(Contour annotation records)
--- BEGIN ---

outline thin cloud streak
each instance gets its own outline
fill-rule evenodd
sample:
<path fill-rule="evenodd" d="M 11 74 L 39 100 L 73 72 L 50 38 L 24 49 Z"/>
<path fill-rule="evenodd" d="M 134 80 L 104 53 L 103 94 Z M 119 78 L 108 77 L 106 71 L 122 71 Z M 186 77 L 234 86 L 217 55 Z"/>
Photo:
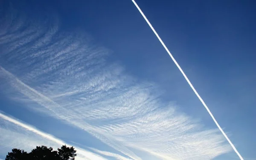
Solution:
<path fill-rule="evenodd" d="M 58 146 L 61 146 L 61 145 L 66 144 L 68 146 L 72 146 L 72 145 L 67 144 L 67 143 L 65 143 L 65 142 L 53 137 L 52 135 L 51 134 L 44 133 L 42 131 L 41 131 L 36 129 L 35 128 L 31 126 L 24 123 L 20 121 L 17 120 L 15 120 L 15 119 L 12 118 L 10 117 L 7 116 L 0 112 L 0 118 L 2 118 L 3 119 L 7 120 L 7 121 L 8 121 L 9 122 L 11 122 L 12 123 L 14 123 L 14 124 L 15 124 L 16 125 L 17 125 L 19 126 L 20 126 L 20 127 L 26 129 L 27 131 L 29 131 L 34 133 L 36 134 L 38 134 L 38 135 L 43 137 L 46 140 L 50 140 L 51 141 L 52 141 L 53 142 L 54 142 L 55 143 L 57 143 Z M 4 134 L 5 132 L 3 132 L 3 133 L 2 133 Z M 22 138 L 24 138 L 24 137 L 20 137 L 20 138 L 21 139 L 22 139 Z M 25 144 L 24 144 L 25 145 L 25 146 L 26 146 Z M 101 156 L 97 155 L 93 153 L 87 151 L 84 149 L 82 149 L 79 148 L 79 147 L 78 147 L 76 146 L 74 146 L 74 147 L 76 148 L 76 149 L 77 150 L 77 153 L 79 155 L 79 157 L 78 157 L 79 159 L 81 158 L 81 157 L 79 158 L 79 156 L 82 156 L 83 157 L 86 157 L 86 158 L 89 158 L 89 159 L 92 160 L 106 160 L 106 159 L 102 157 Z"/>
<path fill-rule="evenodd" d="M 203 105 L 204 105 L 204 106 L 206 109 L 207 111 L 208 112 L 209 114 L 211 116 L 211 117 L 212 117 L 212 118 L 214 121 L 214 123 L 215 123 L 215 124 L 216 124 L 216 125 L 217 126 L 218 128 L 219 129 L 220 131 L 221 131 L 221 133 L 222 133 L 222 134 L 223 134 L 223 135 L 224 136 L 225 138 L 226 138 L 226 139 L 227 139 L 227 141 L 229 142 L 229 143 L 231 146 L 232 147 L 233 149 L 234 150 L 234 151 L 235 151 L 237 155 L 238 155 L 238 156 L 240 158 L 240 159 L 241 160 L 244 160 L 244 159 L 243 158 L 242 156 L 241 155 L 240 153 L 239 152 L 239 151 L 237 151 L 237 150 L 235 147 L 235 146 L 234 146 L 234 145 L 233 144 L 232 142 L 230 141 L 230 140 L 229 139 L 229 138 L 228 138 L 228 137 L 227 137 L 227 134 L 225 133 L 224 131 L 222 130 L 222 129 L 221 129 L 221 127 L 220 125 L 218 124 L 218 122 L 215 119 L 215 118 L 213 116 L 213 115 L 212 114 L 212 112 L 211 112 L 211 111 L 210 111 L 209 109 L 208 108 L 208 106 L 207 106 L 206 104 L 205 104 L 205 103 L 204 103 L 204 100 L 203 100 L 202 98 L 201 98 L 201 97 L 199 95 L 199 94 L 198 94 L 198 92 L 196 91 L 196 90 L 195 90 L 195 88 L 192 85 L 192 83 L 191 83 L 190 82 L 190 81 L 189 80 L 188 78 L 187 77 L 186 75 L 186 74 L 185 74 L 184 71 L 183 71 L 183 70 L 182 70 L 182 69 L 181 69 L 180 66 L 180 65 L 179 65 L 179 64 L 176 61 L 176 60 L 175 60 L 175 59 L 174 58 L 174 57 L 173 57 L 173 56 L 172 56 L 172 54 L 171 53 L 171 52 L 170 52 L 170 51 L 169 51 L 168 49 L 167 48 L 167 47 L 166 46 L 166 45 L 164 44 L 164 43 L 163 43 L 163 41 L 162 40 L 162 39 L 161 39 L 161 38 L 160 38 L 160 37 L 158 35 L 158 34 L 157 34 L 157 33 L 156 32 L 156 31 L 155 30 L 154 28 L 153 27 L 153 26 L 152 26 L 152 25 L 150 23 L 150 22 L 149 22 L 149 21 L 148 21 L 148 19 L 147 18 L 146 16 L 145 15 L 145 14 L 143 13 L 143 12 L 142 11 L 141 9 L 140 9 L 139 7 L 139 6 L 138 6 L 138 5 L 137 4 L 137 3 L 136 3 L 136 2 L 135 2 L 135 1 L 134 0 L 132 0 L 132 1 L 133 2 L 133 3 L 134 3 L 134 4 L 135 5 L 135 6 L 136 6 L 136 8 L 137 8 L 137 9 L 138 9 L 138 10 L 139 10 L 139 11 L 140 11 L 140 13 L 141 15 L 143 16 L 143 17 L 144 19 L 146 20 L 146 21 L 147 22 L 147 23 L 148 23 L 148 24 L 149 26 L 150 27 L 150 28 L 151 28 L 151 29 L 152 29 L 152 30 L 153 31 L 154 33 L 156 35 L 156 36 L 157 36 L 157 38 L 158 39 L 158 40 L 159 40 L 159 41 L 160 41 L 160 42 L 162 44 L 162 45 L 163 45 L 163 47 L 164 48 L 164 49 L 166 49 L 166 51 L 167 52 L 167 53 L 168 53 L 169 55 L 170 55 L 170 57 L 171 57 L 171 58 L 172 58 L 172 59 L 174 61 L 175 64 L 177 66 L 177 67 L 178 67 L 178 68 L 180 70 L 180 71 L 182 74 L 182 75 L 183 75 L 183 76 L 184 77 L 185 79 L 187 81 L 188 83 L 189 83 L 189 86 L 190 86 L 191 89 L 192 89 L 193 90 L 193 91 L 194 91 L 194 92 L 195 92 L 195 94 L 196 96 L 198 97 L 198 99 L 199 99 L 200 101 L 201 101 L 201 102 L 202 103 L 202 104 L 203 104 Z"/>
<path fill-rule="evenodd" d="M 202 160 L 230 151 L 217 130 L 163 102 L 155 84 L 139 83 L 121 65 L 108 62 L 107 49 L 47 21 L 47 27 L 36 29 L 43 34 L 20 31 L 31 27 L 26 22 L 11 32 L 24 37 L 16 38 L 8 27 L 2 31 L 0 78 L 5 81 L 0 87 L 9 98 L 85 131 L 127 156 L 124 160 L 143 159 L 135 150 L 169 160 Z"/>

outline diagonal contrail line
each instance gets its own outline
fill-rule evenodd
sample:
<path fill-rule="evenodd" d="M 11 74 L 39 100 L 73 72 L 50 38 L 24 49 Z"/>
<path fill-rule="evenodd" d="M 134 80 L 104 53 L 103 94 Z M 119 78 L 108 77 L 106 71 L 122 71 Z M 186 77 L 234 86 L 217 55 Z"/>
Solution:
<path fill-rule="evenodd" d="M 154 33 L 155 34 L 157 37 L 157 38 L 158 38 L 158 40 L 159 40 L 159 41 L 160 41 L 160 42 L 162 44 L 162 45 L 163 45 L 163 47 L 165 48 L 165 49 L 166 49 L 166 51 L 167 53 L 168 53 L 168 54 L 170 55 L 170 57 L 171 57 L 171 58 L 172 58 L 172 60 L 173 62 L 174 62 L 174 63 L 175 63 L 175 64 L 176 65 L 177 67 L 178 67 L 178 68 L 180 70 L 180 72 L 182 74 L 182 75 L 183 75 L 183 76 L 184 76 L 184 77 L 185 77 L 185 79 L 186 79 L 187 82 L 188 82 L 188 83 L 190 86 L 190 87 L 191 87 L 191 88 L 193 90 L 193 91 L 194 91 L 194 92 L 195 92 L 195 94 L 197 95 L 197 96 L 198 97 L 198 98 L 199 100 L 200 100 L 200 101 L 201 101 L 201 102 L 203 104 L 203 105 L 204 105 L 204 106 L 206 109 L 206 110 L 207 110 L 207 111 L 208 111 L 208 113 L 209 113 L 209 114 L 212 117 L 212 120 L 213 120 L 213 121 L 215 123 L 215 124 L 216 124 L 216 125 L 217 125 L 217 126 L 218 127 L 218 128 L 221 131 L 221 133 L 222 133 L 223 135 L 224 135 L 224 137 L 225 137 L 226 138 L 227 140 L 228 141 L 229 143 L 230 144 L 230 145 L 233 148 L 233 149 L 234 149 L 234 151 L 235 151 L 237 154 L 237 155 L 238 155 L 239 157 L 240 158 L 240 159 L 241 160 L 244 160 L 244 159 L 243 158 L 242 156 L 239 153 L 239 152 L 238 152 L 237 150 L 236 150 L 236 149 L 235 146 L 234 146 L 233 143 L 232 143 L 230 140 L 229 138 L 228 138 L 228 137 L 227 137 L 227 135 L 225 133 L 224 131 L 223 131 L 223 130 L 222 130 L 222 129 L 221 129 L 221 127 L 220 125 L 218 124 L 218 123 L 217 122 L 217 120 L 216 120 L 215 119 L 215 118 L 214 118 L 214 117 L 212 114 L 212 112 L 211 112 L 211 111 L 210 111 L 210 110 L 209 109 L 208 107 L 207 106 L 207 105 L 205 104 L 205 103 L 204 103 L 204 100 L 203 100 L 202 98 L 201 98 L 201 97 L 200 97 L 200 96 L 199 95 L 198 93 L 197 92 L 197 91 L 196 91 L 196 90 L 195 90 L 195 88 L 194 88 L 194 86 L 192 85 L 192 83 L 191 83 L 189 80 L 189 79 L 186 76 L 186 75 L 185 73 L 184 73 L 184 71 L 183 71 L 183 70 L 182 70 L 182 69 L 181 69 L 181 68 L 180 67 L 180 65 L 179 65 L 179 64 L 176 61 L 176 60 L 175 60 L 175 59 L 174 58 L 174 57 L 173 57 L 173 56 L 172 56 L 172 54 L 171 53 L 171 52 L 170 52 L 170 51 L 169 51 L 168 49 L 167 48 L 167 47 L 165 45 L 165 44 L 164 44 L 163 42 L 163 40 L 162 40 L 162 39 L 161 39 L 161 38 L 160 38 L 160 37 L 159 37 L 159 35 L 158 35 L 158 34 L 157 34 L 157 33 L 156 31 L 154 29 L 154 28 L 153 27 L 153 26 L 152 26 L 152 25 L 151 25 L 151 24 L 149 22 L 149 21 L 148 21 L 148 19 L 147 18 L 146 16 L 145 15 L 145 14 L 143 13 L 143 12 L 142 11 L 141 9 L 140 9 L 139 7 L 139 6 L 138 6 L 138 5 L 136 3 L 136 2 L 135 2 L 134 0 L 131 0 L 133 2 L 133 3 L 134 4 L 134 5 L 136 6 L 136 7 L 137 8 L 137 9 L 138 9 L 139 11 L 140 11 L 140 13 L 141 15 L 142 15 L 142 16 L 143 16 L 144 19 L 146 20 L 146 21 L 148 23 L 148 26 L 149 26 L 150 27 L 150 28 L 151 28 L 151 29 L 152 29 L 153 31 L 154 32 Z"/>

--- END ---
--- BEGIN ---

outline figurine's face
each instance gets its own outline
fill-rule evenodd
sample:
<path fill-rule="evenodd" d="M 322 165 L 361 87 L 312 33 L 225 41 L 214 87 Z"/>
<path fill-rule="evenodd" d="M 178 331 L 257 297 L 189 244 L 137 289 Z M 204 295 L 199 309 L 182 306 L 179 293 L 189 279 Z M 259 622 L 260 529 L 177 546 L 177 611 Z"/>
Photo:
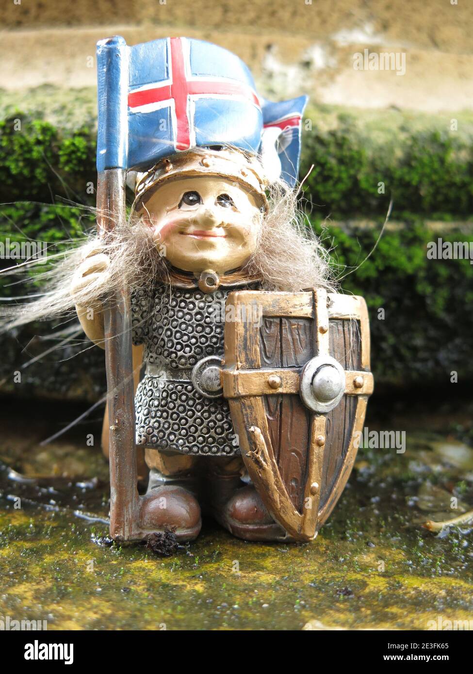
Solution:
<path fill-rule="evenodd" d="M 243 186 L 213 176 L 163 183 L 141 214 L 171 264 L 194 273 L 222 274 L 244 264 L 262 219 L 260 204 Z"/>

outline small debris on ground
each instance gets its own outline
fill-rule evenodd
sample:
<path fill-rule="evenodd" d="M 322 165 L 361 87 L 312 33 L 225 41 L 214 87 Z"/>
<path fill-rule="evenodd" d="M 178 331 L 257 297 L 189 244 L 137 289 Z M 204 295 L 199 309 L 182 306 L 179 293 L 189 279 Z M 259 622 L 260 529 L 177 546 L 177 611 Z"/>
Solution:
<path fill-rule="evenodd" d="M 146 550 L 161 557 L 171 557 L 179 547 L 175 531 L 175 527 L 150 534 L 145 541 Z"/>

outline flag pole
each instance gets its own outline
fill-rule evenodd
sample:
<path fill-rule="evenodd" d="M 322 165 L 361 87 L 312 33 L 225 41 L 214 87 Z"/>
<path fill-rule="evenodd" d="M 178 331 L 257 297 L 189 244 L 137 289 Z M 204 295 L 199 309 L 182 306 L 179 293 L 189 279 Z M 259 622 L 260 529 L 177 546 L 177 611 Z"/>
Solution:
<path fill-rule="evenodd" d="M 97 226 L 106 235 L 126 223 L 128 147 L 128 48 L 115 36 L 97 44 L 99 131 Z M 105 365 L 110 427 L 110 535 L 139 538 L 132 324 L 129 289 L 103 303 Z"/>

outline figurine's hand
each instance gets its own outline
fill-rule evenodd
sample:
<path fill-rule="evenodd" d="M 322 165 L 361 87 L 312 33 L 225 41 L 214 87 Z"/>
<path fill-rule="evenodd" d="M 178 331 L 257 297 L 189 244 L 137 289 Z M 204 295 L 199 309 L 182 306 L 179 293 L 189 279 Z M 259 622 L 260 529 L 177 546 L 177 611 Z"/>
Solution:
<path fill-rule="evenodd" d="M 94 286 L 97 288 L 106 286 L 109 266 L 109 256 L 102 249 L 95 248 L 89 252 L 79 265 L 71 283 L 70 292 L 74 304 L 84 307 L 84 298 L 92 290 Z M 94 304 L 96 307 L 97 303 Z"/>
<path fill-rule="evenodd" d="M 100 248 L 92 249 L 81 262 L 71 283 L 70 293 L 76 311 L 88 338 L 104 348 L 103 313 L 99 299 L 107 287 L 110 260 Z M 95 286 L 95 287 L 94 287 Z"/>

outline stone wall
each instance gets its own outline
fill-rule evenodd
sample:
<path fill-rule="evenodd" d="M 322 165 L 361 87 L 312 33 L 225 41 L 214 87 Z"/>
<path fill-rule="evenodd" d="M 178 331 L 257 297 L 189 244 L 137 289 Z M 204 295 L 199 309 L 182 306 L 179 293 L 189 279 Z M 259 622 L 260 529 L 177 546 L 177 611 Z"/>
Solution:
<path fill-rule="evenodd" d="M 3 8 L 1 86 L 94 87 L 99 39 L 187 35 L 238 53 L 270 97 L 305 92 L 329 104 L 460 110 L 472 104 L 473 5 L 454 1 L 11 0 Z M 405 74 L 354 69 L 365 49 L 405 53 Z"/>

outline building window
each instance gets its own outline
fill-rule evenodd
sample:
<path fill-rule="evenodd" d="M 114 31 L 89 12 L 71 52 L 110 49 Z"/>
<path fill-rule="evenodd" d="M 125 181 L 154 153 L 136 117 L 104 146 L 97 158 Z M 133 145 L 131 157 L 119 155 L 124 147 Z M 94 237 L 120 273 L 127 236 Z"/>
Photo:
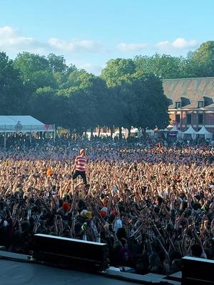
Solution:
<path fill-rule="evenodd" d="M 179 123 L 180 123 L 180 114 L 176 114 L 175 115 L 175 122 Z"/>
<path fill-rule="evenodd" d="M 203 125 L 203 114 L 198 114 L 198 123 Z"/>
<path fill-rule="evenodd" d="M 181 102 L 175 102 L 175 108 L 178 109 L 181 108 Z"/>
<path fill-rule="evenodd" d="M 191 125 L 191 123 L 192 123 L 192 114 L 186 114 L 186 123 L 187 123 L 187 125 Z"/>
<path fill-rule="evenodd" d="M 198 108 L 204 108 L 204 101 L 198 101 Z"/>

--- END ---

--- Request ---
Convert the entry lines between the line containing "outline building window" and the line containing "198 108 L 204", inclusive, into a numbered list, skipping blank lines. Leave the pictures out.

--- Solution ---
1. outline building window
2. each instance gets its own outline
3. fill-rule evenodd
4. sample:
5. <path fill-rule="evenodd" d="M 114 31 L 89 12 L 71 52 L 110 49 Z"/>
6. <path fill-rule="evenodd" d="M 125 181 L 154 153 L 136 117 L 104 146 L 97 158 Z M 133 145 L 131 157 L 119 155 L 124 147 Z M 94 237 L 120 273 L 127 236 Z"/>
7. Photo:
8. Solution:
9. <path fill-rule="evenodd" d="M 179 123 L 180 123 L 180 114 L 176 114 L 175 115 L 175 122 Z"/>
10. <path fill-rule="evenodd" d="M 203 125 L 203 114 L 198 114 L 198 123 Z"/>
11. <path fill-rule="evenodd" d="M 181 102 L 175 102 L 175 108 L 178 109 L 181 108 Z"/>
12. <path fill-rule="evenodd" d="M 191 125 L 191 123 L 192 123 L 192 114 L 186 114 L 186 123 L 187 123 L 187 125 Z"/>
13. <path fill-rule="evenodd" d="M 198 108 L 204 108 L 204 101 L 198 101 Z"/>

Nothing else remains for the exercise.